*Texto fornecido*.
((

Centenas de camponeses foram barbaramente massacrados e 69 guerrilheiros, militantes do Partido Comunista do Brasil, foram igualmente torturados e assassinados. Vários destes tombaram em combate e sua imensa maioria deu inapagáveis exemplos de firmeza, bravura e heroísmo.

Muitos agricultores da região foram aniquilados por colaborar com os guerrilheiros

A epopeia revolucionária do Araguaia não é somente um marcante acontecimento histórico. Ela representa um marco político e ideológico da luta de classes em nosso país, representa o estágio mais avançado alcançado pelo proletariado brasileiro e sua vanguarda em sua luta pela revolução brasileira até os dias atuais.

Pedro Pomar, dirigente do Partido Comunista do Brasil, foi quem de forma mais profunda e acertada avaliou a experiência do Araguaia. Em seu balanço, apresentado na reunião do Comitê Central do partido em meados de 1976 e retomada em dezembro do mesmo ano (quando o próprio Pomar, Ângelo Arroyo e João Batista Franco Drummond foram brutalmente assassinados no chamado ‘Massacre da Lapa’), Pomar destacou:

“Ressalto, antes de tudo, a firme decisão do CC em realizar a tarefa que aprovou, de implantar, em algumas áreas do mais remoto interior brasileiro, dezenas de camaradas que demonstraram disposição de suportar todos os sacrifícios, a fim de prepararem e desencadearem a luta armada. (…) A experiência do Araguaia representou, inegavelmente, uma tentativa heroica para criar uma base política e dar continuidade ao processo revolucionário, sob a direção de nosso Partido. Tinha em vista formar uma sólida base de apoio no campo e desenvolver o núcleo de um futuro exército popular, poderoso, capaz de vencer as forças armadas a serviço das classes dominantes e do imperialismo ianque.”

))

*Instruções*.
#1 Enumere todas as pessoas mencionadas pelo nome no texto sobre a guerrilha do Araguaia.
#2 Devolva, sem alterações, o trecho do texto sobre a guerrilha do Araguaia que vai de "Muitos agricultores da" até "os dias atuais.", inclusive.

*Dados fornecidos*.

((

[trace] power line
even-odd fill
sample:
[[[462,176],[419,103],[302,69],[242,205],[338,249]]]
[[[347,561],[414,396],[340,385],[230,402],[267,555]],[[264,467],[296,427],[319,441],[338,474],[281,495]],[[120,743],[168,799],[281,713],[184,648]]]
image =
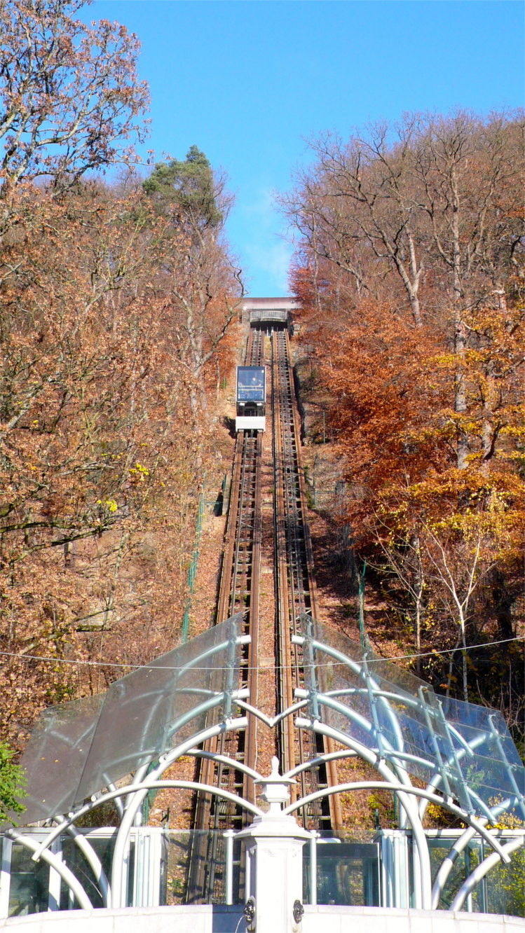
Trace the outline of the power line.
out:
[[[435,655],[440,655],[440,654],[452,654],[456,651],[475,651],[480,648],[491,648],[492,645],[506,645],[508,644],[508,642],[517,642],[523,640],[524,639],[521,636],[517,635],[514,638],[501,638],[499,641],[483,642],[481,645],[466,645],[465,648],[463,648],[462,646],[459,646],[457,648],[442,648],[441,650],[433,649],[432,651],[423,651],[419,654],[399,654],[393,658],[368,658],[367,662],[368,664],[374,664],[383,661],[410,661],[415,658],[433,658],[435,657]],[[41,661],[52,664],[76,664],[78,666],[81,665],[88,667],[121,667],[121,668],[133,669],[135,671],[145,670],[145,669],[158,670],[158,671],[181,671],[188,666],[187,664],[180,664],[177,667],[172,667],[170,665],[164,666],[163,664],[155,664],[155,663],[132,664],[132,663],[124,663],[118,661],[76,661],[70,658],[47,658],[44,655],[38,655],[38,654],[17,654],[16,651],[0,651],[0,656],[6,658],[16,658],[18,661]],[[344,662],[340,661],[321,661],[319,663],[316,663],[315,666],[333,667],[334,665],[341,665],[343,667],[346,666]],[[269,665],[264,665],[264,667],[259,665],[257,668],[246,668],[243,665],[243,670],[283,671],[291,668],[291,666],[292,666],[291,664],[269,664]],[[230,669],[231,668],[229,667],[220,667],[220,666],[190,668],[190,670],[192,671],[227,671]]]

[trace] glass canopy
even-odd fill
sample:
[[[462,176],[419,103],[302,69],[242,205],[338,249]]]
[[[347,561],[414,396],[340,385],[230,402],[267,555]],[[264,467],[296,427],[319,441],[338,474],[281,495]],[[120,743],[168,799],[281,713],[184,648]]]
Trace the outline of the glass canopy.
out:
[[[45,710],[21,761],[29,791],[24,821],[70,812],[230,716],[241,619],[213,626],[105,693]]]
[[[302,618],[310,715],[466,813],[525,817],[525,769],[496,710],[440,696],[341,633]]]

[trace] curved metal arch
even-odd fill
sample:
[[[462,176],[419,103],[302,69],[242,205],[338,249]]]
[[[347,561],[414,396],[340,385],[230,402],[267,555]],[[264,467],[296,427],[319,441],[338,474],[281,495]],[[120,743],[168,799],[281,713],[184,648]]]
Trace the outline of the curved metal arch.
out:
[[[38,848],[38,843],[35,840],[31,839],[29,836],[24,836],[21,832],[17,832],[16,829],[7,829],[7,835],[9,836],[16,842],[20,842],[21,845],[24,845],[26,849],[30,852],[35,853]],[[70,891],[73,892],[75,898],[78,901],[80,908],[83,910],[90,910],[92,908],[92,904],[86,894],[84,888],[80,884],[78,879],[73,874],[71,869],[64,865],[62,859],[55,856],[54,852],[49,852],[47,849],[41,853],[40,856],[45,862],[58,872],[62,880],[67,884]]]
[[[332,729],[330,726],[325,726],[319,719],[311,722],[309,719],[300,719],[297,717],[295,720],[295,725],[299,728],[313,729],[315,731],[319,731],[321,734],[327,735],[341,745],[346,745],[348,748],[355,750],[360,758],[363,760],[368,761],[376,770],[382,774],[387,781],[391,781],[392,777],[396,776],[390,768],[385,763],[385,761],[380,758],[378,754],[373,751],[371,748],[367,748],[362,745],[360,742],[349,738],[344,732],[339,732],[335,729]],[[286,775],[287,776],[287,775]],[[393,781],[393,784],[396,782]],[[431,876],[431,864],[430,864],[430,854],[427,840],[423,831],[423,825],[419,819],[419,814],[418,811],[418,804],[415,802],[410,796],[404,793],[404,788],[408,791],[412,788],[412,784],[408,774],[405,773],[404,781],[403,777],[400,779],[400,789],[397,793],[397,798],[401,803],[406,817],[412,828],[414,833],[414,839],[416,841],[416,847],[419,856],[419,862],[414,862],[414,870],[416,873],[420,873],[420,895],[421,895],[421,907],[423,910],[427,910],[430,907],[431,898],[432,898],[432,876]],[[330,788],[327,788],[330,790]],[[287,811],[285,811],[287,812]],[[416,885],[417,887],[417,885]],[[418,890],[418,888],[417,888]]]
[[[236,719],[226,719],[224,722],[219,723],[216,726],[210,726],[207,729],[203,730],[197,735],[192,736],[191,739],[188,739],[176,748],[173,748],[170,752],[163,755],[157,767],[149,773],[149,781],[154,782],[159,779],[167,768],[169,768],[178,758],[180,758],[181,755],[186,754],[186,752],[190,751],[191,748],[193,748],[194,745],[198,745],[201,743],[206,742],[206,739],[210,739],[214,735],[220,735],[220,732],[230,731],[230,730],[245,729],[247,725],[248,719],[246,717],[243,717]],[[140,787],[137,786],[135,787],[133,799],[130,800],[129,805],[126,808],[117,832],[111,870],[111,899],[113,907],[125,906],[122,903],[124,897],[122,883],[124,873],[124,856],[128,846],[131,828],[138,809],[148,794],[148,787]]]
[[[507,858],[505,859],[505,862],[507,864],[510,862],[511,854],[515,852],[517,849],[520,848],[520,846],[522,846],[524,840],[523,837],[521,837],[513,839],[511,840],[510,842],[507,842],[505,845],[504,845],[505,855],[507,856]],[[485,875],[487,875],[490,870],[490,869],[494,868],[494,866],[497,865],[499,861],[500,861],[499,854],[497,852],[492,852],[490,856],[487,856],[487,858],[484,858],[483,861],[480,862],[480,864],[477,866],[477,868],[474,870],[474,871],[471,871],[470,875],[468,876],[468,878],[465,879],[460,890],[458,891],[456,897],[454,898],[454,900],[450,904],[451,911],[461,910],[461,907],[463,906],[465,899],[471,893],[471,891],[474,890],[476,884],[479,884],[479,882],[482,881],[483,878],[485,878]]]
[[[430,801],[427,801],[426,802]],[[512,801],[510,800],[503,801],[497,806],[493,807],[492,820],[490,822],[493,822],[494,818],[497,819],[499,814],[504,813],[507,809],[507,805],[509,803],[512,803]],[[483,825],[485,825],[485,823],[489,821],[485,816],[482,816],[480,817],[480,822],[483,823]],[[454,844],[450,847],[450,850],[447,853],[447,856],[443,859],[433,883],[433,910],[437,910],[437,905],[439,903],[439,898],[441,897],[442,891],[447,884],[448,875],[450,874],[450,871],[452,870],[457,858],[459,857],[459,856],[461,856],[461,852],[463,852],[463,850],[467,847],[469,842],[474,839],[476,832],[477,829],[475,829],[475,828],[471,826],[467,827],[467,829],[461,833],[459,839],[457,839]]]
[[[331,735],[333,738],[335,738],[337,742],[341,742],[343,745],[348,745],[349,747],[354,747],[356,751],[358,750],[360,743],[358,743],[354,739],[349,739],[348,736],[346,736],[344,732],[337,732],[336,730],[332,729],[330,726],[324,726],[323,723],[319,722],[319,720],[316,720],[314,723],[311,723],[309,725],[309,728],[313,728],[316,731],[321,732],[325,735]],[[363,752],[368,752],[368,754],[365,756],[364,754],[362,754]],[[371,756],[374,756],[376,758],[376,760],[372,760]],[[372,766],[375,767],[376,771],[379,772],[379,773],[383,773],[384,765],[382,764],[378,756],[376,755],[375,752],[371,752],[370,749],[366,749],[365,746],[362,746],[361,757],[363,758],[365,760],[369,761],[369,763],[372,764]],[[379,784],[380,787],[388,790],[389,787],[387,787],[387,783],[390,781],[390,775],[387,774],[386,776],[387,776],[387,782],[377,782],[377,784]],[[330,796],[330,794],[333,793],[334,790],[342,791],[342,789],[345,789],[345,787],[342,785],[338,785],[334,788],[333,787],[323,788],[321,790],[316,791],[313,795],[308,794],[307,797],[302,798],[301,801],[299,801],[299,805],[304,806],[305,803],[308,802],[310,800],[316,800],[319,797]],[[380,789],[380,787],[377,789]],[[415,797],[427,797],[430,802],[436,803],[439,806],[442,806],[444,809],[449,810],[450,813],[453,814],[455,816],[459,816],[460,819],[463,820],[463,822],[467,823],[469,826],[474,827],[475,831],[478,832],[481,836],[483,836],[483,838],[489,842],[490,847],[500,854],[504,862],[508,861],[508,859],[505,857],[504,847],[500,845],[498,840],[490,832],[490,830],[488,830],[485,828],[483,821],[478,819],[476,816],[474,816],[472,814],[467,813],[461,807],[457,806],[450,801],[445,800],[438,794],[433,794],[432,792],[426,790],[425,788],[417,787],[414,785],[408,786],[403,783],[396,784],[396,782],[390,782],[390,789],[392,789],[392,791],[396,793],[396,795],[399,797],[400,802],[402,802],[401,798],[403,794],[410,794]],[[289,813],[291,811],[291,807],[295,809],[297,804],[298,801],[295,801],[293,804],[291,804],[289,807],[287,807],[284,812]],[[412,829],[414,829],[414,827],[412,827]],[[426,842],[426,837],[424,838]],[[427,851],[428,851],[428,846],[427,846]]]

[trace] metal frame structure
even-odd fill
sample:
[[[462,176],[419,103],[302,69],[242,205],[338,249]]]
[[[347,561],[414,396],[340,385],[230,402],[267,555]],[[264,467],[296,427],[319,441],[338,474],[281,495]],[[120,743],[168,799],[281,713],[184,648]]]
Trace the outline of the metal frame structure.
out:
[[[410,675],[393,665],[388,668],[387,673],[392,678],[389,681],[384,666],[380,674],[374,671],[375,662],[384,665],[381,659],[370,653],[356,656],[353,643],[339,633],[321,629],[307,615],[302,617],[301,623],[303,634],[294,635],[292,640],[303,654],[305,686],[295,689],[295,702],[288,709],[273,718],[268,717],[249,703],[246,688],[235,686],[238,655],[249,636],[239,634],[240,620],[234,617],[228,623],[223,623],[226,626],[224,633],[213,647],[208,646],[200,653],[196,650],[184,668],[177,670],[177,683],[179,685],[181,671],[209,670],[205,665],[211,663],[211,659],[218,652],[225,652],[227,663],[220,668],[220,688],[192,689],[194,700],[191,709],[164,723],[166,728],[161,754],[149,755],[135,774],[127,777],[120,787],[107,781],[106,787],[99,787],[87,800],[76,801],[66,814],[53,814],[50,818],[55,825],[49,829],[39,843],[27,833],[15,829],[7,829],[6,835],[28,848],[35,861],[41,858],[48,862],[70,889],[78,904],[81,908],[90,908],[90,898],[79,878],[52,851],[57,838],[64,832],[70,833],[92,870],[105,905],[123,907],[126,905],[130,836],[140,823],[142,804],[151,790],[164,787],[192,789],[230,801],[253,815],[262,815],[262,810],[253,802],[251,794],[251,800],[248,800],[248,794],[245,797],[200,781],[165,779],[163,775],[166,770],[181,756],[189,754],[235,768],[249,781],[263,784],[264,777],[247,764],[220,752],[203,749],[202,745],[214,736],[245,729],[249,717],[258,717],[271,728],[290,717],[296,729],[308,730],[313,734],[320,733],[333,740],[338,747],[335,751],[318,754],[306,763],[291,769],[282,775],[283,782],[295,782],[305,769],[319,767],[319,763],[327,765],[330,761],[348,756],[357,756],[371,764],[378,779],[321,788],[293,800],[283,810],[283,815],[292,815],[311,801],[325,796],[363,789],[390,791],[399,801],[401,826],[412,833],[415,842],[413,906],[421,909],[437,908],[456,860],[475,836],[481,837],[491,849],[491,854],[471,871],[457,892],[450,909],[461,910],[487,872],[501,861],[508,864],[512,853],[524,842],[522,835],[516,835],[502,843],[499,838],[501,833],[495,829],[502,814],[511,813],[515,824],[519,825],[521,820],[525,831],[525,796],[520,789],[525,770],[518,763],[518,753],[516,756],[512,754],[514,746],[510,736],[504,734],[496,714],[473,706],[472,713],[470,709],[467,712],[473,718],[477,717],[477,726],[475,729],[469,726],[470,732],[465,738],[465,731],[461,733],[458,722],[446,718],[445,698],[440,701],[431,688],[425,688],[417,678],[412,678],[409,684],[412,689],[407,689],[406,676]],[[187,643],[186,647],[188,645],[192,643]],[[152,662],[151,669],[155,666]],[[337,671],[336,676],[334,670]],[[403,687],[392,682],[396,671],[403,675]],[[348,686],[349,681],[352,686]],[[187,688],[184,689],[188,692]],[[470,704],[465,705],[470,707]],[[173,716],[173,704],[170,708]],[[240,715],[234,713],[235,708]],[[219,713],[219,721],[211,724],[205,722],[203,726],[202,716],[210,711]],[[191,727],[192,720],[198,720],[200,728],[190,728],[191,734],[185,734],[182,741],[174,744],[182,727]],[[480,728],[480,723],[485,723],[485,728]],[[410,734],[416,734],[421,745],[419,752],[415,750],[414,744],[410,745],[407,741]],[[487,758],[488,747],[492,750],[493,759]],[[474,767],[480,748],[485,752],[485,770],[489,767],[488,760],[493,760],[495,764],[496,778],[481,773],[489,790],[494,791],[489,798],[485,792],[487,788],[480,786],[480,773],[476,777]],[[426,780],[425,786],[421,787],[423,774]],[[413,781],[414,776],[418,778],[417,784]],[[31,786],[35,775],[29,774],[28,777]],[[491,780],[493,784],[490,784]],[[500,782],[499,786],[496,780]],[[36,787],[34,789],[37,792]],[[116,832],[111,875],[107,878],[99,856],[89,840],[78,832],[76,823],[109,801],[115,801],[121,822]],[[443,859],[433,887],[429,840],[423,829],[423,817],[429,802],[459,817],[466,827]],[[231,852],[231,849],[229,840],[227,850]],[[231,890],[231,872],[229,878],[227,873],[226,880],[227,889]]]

))

*Soluções do exercício*.
#1
Pedro Pomar
Ângelo Arroyo
João Batista Franco Drummond

#2
Muitos agricultores da região foram aniquilados por colaborar com os guerrilheiros

A epopeia revolucionária do Araguaia não é somente um marcante acontecimento histórico. Ela representa um marco político e ideológico da luta de classes em nosso país, representa o estágio mais avançado alcançado pelo proletariado brasileiro e sua vanguarda em sua luta pela revolução brasileira até os dias atuais.